Tekst do czytania:
* * * *

|
Źródła popularności "gender" i Palikota
|
|
Proszę zwrócić uwagę, że psychopata o nazwisku Palikot zaczynał swoją karierę w środowisku katolickim. Zarówno poprzez studia na KUL - jak też związki z hierarchią kościelną w latach dziewięćdziesiątych.
Potem mu odbiło i stał się zajadłym przeciwnikiem Kościoła Katolickiego.
Ale takich jak Palikot jest w Polsce wielu.
Jakie są przyczyny, że fiknęli intelektualnego kozła i odwrócili swoje sympatie o 180 stopni?
Ten artykuł adresuję do Polaków z Zagranicy, którzy nie wiedzą - co się w Polsce lat dziewięćdziesiątych wyprawiało.
Zadajcie sobie retoryczne pytanie: czy ktokolwiek z Was zaprosiłby do swojego domu postkomunistę i prawdopodobnego syna - stalinowskiego oprawcy - Aleksandra Kwaśniewskiego?
Mnie się w głowie nie mieści - by stanąć koło takiego. Ale Polski Papież zaprosił go do swojego towarzystwa - autoryzując tą kanalię.
Za takie działania Karol Wojtyła zjednał sobie wielu wrogów - wśród polskich Katolików.
Póki nie znajdę żadnego innego dowodu uważać będę, że był to wynik daleko zaawansowanej Choroby Parkinsona u Karola Wojtyły.
Jak to się jednak stało, że nikt z otoczenia - nie uprzedzał Polskiego Papieża, że nieświadomie autoryzuje zbrodniarzy?
Odpowiedź jest oczywista. W środowisku kościelnym znajdują się ludzie pokroju Palikota, którzy wykorzystywali swoje wpływy do gromadzenia fortun.
Oni nie Bogu służą, a mamonie. I dla tej działalności niezbędne było zachowanie przyjacielskich stosunków z każdą kanalią - która sprawowała jakąkolwiek władzę w Polsce.

* * * *

Wiersze danych:

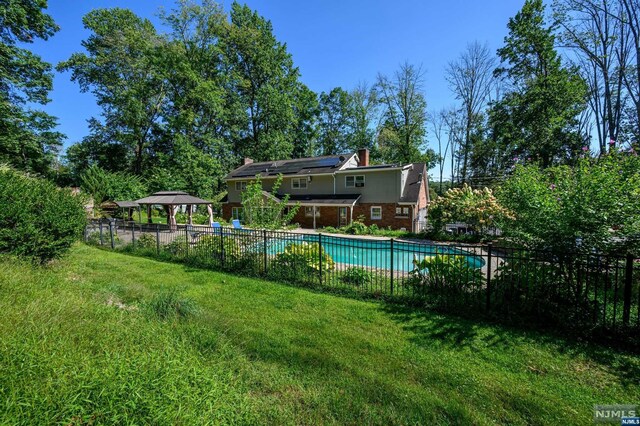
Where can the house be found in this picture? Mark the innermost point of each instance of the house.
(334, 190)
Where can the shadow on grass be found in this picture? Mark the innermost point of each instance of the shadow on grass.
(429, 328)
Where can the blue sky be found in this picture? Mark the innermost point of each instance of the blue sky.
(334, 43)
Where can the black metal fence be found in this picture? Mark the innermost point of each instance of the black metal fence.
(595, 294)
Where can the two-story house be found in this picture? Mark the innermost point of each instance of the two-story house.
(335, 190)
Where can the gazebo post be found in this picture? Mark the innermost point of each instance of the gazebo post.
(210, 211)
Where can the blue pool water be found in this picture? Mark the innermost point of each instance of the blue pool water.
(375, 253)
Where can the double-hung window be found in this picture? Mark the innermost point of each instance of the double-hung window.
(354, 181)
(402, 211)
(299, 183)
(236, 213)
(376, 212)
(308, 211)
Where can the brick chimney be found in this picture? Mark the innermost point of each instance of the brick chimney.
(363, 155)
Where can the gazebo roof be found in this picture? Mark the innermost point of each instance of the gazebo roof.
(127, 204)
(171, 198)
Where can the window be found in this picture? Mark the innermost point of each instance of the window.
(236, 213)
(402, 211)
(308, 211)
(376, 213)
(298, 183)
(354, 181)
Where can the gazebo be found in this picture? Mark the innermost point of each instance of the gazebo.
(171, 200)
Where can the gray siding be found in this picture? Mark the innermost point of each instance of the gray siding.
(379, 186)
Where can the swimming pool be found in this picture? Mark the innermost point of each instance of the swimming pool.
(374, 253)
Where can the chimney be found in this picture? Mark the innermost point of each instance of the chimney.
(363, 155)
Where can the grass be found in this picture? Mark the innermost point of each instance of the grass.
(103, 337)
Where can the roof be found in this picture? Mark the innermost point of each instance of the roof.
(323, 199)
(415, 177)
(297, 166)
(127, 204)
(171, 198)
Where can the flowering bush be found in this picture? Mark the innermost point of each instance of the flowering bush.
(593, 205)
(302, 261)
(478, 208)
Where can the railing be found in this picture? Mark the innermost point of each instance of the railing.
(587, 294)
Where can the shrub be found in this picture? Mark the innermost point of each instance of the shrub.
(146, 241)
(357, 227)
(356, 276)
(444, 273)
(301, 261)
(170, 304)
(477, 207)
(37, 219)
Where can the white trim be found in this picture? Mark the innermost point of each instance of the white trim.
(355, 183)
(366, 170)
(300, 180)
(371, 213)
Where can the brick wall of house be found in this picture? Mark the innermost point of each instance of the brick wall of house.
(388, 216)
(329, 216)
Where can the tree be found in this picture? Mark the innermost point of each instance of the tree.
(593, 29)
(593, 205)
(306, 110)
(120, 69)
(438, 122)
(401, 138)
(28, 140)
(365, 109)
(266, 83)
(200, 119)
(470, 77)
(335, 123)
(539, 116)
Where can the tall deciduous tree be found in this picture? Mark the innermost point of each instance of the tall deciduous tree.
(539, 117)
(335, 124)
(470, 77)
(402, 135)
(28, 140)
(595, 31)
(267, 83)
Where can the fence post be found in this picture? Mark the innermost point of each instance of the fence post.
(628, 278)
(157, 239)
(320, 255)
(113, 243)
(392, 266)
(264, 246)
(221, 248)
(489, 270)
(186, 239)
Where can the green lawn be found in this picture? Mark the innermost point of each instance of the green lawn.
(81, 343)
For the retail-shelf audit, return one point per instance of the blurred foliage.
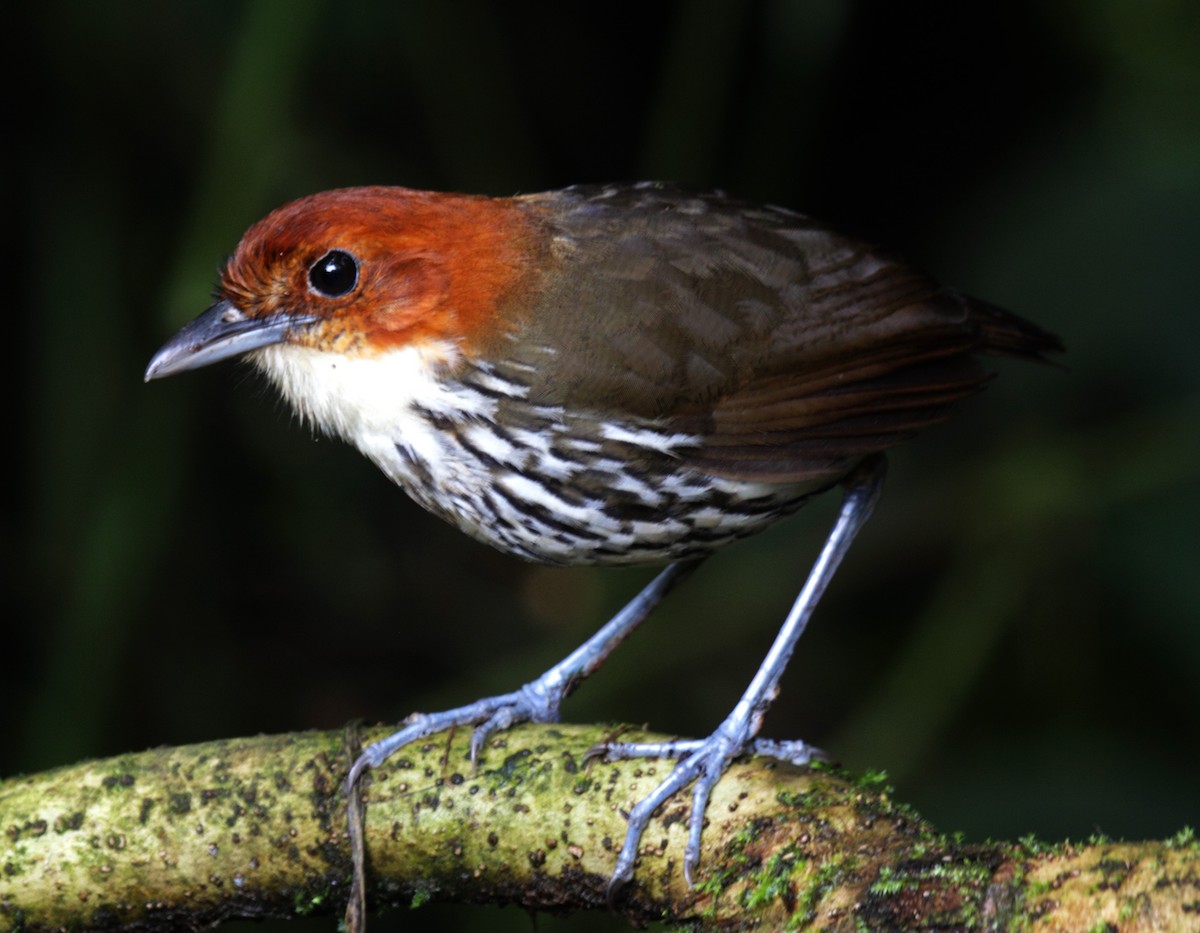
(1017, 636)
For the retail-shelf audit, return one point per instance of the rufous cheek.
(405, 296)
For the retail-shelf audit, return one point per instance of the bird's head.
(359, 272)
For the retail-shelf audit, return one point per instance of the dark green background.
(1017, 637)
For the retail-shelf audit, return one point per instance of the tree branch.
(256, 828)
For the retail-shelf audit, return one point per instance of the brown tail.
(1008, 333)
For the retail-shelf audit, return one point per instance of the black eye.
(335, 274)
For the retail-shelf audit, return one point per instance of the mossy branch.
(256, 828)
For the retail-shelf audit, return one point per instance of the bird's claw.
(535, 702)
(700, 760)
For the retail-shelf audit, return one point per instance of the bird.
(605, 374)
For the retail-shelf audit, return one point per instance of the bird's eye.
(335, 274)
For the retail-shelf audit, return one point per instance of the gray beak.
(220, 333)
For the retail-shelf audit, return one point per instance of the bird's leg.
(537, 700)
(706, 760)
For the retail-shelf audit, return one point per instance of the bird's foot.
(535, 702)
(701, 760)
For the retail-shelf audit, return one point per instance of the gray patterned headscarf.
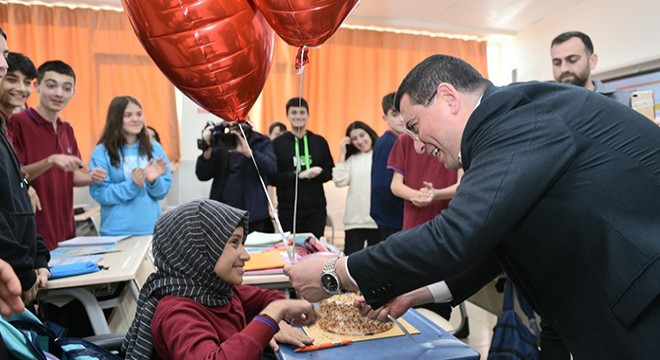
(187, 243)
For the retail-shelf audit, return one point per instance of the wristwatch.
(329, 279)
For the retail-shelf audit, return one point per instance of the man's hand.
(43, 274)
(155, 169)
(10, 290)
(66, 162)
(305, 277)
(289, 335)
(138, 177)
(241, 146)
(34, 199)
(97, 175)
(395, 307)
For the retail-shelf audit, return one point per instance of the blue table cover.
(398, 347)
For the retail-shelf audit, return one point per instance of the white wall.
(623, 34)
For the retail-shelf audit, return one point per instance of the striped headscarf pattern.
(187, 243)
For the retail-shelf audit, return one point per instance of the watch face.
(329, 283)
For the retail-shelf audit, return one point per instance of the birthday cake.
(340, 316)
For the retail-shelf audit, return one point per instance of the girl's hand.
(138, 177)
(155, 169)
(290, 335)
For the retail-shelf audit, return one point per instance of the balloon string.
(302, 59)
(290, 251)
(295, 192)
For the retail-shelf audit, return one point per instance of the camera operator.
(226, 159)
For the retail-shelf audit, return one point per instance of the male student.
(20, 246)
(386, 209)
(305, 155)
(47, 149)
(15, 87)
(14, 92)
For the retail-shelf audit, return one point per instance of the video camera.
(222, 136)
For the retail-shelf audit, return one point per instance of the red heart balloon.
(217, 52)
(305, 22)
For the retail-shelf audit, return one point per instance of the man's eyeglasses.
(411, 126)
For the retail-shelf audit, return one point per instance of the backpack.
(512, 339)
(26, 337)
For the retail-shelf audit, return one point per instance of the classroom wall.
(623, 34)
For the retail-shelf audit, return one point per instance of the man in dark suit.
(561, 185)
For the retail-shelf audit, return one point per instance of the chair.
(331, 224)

* * * *

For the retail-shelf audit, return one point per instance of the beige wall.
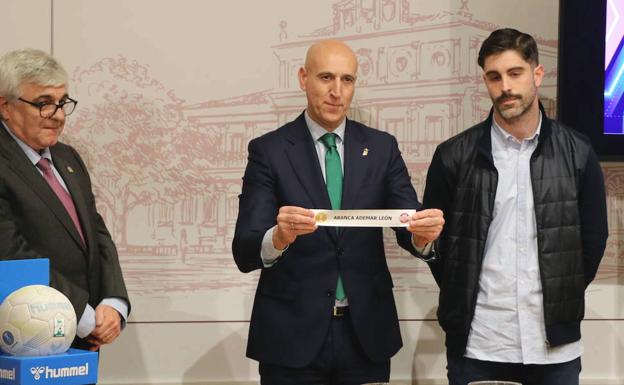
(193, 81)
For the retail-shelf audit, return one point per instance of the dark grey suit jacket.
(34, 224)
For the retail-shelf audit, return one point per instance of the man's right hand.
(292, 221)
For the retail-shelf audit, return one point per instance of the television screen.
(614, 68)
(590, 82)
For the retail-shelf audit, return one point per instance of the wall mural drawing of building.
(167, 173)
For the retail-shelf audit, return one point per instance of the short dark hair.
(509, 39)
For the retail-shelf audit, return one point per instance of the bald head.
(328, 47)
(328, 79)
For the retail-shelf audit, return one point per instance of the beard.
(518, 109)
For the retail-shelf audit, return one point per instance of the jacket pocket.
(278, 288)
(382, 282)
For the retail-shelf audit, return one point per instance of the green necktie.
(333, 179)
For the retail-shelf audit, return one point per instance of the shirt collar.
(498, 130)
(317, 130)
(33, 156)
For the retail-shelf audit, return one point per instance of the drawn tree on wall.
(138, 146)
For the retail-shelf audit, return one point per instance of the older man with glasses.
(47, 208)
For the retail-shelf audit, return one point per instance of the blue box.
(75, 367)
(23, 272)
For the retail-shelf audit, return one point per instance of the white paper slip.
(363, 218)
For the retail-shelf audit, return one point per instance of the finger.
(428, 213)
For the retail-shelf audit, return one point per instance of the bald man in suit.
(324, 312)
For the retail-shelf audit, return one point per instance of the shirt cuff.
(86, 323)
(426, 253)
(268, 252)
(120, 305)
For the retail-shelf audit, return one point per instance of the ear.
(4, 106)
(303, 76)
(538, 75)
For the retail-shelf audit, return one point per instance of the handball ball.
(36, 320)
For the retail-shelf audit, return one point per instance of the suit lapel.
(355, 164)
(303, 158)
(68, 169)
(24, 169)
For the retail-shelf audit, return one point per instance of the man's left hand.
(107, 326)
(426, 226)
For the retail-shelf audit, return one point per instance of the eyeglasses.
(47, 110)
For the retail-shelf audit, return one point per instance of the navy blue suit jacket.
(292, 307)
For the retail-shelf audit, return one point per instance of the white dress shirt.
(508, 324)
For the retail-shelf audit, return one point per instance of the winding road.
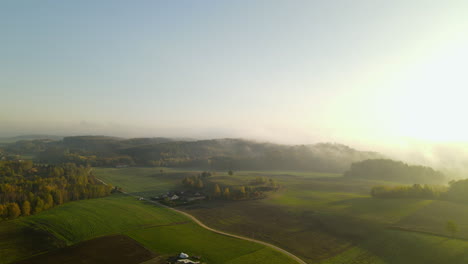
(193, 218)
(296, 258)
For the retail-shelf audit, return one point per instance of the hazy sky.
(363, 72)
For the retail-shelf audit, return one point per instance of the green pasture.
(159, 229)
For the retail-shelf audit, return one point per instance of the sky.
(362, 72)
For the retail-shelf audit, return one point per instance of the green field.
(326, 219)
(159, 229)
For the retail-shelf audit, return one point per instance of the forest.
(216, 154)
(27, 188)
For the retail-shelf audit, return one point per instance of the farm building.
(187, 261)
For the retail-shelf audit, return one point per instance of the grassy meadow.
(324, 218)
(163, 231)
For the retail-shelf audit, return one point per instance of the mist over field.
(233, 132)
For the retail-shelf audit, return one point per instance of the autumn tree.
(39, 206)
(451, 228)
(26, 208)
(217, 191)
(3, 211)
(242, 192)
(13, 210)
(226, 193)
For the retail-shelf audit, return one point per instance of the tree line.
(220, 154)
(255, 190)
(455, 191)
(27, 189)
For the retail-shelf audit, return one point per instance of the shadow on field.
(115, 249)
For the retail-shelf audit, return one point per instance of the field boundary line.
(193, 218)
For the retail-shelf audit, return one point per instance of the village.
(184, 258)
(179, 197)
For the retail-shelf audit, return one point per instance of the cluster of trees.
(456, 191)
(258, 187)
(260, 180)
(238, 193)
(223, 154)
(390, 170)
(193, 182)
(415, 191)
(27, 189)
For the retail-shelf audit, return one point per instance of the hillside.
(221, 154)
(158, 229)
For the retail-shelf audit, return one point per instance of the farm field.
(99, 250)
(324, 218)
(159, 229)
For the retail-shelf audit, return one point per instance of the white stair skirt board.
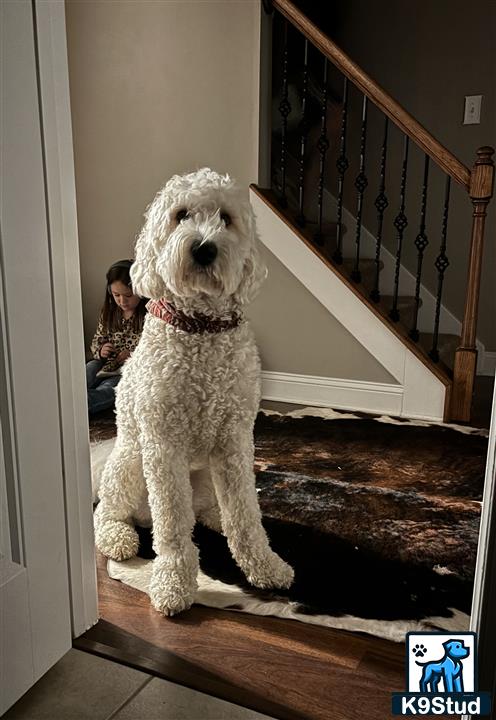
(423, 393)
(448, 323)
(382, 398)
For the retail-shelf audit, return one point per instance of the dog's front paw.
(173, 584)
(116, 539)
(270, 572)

* * * *

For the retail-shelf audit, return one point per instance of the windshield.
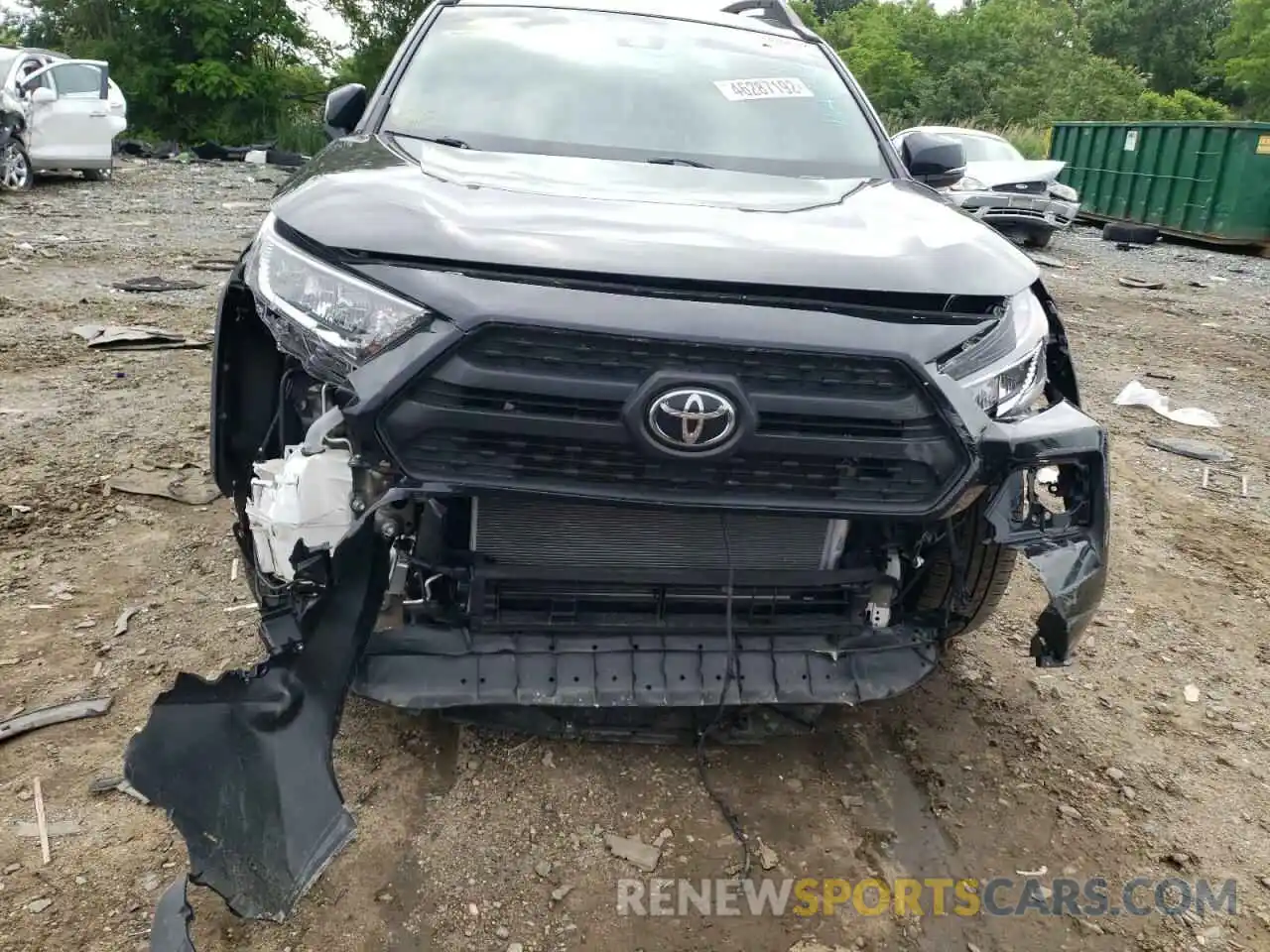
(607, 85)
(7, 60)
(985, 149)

* * * *

Krótkie zadanie: Dokończ tekst do czytania o źródłach popularności „gender” i Palikota, pisząc jego dalszy ciąg zaraz po ostatnim zdaniu. Dane nie mają tu żadnego znaczenia.

Odpowiedź na zadanie:
Niejednego Polaka bulwersowała postawa Kościoła Katolickiego - wobec złodziejskiego liberalizmu.
Wielu księży lokowało otrzymane od wiernych środki na giełdzie. (vide Tadeusz Rydzyk).
I - oczywiście wszystko tracili.
Jednocześnie chełpili się swoim bogactwem i za posługę kapłańską żądali wygórowane datki.
Na palcach rąk policzyć mogę te Sługi Boże, które przestrzegały Przykazań Boskich.
Tak mało Ich było.
To wywołało bunt pewnej części wiernych i nieraz obserwowałem jak - bardo religijne osoby - odwracały sie od Kościoła, a z czasem traciły wiarę.
Słabsze duchowo osoby - dokonały wolty i wedle zasady "na złość mamie odmrożę sobie uszy", czyli na złość Kościołowi - zaczęły popierać wszelkie patologie drażniące Katolików.
Jedną z takich dewiacji jest bardzo niebezpieczna ideologia "gender".
Ale patologie - z którymi walczę rodzą się w wielu środowiskach, pod różną postacią.
To wszystko ma swoje źródło w patologii wewnątrz Kościoła Katolickiego - lat dziewięćdziesiątych.
To Kościół tak zdemoralizował Polaków, że szlachetna idea "Solidarności" - została przez syjonistów obrócona przeciwko Narodowi Polskiemu i wielu Rodaków pluje dziś na słowo "solidarność".
P.S.
Specjalnie dla uzupełnienia tego artykułu, skontaktowałem się z osobą, która regularnie chodziła do kościoła przez ponad 50 lat i była bardzo wierząca, ale w jednej chwili przestała.
Poprosiłem o podanie głównej przyczyny odejścia od Kościoła.
Usłyszałem taką odpowiedź:
"Byłam od kliku lat bez pracy, ogromne długi i brak jakichkolwiek perspektyw poprawienia sytuacji.
Z rozpaczy miałam myśli samobójcze...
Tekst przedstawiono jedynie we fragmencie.